::: Excerpted records :::

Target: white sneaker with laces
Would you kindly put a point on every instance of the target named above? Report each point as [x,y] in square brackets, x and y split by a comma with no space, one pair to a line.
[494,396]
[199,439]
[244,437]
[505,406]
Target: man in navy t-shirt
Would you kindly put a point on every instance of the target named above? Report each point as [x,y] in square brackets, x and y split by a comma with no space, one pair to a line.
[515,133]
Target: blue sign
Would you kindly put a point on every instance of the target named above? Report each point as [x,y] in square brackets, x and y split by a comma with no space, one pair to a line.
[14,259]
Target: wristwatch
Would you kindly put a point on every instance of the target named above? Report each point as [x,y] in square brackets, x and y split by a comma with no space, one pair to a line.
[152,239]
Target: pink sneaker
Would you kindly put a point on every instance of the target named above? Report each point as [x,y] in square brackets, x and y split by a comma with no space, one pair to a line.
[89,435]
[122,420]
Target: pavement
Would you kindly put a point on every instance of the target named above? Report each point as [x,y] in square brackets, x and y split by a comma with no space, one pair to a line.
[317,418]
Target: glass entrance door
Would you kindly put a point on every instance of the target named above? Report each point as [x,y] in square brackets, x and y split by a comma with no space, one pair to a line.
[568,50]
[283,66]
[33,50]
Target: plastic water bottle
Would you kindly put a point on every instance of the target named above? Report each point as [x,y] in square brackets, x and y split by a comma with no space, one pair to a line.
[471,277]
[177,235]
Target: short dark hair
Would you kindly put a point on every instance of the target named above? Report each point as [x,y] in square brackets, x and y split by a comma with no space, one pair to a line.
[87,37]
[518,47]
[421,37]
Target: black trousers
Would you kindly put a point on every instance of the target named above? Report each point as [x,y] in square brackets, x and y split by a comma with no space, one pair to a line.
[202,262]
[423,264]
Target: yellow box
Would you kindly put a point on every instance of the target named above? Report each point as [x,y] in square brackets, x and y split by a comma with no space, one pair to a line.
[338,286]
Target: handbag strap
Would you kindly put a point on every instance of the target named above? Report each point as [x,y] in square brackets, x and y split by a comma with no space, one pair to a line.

:::

[What to do]:
Scan the material above for the word "sneaker", and copy each line where it appears.

[Solution to this exercise]:
Target: white sneaker with laces
Target: pink sneaker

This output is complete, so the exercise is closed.